[start WORKING DATA]

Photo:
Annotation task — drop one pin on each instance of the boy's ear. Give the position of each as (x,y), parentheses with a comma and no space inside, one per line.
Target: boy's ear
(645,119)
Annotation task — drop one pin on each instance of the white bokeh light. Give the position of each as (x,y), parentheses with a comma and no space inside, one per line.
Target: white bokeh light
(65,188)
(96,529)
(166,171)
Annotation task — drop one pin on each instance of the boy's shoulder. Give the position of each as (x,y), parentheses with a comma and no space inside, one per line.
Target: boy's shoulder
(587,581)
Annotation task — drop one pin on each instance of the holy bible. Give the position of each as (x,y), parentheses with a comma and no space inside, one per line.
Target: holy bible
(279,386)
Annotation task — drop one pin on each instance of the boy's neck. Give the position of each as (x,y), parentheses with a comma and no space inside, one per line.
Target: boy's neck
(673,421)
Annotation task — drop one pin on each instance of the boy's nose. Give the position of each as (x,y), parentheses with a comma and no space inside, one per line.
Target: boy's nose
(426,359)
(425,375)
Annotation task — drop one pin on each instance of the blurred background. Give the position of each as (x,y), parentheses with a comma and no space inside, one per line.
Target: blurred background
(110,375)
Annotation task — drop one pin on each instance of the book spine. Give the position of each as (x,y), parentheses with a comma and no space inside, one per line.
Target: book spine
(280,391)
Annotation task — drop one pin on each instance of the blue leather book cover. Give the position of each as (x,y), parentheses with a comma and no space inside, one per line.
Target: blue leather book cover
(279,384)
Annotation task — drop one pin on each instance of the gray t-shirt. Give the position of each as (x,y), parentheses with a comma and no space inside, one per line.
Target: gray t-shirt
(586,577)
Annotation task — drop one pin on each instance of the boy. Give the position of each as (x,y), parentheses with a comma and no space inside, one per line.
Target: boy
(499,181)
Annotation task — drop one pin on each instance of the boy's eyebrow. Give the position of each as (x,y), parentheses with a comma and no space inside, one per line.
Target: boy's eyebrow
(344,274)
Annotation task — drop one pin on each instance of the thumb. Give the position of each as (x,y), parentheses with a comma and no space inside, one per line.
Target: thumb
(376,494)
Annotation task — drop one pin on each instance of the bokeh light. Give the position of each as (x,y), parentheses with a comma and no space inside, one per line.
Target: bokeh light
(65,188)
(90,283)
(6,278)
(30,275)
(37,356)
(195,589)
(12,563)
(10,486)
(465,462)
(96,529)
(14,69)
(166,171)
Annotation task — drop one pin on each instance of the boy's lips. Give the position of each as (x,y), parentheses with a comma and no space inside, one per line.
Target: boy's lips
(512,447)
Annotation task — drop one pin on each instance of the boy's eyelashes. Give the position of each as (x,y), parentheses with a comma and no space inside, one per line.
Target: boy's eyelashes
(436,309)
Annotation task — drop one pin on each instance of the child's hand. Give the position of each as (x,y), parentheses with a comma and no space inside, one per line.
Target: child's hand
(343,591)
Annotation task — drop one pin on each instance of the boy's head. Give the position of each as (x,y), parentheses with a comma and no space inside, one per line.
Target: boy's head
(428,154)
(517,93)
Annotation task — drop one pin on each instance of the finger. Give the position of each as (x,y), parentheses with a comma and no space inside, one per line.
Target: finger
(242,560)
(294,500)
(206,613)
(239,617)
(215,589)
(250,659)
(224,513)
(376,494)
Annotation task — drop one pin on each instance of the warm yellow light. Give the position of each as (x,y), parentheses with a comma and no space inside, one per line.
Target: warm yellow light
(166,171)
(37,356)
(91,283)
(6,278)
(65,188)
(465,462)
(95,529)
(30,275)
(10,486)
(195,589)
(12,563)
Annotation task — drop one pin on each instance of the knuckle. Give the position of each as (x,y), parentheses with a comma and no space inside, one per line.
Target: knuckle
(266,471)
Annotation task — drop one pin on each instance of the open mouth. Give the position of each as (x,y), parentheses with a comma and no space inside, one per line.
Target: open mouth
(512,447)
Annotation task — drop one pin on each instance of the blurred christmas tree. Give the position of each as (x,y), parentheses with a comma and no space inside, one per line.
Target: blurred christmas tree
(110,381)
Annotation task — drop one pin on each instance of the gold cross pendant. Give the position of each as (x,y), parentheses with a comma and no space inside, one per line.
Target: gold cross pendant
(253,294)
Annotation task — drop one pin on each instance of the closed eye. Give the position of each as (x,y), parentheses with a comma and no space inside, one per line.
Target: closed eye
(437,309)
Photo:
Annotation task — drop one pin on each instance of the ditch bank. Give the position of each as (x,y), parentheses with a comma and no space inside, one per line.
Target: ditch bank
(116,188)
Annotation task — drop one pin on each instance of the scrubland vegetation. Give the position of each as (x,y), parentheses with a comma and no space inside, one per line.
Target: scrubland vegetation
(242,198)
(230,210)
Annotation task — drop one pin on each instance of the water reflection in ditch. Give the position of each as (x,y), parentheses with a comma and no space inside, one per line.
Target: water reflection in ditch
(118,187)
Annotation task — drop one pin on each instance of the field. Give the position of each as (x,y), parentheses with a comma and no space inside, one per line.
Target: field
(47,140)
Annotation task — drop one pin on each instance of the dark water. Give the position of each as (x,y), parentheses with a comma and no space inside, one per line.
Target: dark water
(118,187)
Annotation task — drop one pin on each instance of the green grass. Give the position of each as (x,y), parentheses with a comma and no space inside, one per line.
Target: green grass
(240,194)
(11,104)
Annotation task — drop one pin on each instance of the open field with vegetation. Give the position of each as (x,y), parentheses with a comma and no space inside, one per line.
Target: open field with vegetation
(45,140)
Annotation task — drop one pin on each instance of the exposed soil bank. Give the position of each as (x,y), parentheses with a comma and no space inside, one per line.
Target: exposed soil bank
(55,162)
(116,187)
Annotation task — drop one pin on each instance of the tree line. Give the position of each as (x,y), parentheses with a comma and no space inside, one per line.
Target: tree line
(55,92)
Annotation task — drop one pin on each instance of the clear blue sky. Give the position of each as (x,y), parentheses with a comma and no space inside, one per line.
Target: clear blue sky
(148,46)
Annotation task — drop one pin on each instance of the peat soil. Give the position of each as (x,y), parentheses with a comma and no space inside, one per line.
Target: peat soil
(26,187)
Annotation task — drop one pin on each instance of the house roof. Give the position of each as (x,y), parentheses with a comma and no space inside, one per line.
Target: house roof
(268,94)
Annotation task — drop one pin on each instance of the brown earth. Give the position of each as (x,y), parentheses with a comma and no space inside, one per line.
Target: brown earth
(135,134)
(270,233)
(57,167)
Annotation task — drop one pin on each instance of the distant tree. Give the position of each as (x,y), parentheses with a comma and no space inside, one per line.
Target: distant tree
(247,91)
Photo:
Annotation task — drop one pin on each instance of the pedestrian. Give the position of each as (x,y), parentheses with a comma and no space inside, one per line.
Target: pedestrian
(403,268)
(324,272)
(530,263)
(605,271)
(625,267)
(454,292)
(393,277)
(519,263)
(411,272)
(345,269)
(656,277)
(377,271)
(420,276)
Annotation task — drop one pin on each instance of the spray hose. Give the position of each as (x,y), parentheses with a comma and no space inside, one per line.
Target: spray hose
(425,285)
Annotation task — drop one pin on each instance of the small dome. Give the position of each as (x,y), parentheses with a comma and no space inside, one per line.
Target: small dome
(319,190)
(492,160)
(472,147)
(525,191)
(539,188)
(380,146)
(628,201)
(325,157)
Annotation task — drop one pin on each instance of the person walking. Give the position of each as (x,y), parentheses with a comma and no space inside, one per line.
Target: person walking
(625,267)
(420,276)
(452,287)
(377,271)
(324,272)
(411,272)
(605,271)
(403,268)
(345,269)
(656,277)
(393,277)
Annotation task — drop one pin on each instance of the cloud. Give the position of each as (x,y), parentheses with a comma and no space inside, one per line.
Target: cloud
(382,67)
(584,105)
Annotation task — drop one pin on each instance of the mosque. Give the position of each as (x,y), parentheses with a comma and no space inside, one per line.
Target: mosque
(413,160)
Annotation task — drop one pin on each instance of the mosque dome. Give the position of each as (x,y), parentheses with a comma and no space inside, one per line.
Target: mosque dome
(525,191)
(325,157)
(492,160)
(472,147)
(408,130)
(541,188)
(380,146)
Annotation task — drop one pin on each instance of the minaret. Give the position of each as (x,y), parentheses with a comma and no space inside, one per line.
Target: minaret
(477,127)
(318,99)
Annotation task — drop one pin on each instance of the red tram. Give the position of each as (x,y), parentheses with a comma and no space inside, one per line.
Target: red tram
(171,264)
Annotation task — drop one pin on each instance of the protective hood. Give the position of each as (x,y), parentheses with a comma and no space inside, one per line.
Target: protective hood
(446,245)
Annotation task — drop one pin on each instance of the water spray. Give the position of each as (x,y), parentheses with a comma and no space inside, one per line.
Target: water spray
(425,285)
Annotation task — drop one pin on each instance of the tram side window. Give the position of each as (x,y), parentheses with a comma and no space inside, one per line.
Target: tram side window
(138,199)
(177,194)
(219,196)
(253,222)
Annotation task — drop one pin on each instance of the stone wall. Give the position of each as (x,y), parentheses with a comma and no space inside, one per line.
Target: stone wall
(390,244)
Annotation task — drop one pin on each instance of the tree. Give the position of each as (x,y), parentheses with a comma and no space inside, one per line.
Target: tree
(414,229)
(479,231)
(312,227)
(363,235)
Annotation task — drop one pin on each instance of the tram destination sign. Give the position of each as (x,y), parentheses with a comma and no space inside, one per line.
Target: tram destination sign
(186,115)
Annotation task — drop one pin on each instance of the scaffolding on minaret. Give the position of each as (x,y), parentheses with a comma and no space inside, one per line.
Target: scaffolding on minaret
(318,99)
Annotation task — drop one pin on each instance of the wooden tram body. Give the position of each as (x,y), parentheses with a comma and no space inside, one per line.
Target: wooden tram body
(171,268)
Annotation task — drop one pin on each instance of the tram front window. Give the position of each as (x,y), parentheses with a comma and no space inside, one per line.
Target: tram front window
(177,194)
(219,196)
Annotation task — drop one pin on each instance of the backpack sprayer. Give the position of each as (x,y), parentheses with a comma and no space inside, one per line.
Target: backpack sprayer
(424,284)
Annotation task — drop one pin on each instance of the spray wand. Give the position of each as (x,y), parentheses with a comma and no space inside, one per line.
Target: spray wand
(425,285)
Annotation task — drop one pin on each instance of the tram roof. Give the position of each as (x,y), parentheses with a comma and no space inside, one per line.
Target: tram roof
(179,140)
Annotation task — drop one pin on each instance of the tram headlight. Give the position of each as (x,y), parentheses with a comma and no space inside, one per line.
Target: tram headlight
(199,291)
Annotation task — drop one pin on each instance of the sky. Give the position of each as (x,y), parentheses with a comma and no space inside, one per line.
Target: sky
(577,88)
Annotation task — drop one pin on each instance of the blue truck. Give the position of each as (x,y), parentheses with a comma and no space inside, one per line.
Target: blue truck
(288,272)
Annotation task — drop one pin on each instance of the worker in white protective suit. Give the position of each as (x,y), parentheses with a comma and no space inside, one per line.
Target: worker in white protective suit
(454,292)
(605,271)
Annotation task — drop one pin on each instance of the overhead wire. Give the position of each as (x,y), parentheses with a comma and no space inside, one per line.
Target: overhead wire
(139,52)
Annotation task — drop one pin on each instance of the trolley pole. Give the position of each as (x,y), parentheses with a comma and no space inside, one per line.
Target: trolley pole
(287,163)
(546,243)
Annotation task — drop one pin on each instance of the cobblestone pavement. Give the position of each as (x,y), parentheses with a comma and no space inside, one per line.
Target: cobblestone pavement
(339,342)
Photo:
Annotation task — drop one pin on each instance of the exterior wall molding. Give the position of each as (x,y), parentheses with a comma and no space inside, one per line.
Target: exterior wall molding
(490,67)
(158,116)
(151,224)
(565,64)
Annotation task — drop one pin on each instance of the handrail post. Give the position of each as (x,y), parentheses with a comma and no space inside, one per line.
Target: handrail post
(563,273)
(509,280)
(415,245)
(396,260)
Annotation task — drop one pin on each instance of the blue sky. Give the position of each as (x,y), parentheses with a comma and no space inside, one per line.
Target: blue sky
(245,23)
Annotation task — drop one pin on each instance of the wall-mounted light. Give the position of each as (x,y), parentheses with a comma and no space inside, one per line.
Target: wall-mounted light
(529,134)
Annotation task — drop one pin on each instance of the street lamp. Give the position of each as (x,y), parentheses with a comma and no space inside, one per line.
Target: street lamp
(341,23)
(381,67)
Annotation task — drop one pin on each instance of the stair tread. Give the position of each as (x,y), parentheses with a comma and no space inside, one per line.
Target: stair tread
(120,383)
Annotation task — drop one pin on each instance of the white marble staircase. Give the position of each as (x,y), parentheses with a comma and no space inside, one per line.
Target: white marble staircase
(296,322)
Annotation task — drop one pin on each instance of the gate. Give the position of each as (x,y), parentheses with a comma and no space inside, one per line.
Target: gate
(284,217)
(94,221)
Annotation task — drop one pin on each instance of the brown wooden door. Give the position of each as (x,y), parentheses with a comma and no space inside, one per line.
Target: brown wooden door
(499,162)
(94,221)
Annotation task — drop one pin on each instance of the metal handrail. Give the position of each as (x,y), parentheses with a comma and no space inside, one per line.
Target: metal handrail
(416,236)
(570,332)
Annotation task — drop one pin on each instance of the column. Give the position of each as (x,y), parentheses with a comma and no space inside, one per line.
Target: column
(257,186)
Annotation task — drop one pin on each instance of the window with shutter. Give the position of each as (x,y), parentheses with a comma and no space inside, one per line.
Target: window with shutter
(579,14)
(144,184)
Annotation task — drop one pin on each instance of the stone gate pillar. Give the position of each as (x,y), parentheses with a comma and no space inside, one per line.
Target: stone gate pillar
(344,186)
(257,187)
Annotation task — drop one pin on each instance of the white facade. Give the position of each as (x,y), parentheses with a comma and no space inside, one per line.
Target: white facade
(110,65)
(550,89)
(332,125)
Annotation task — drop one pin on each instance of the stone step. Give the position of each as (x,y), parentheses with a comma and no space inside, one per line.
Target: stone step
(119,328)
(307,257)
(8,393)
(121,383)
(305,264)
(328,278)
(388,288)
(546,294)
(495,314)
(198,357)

[end WORKING DATA]

AIM: Begin at the line containing "the stone gate" and reproduce each line through the end of the records above.

SOLUTION TO THE EXERCISE:
Annotation task — drop one pin on each instance of the stone gate pillar. Give the position of each as (x,y), parentheses with a comma and no space inside, one per line.
Target: stone gate pillar
(344,186)
(257,187)
Annotation task — drop one pin on each instance of the white facade. Give the position of each as (x,y), parentheses with a comma and no space inside, one per line.
Target: white facade
(110,65)
(550,89)
(332,125)
Annotation task — drop one pin on each instance of the stone step. Give the position of each as (x,y), parentheses with a comma and no space inside, one per line.
Target: stone step
(119,328)
(307,257)
(8,393)
(121,383)
(305,264)
(328,278)
(388,288)
(546,294)
(495,314)
(198,357)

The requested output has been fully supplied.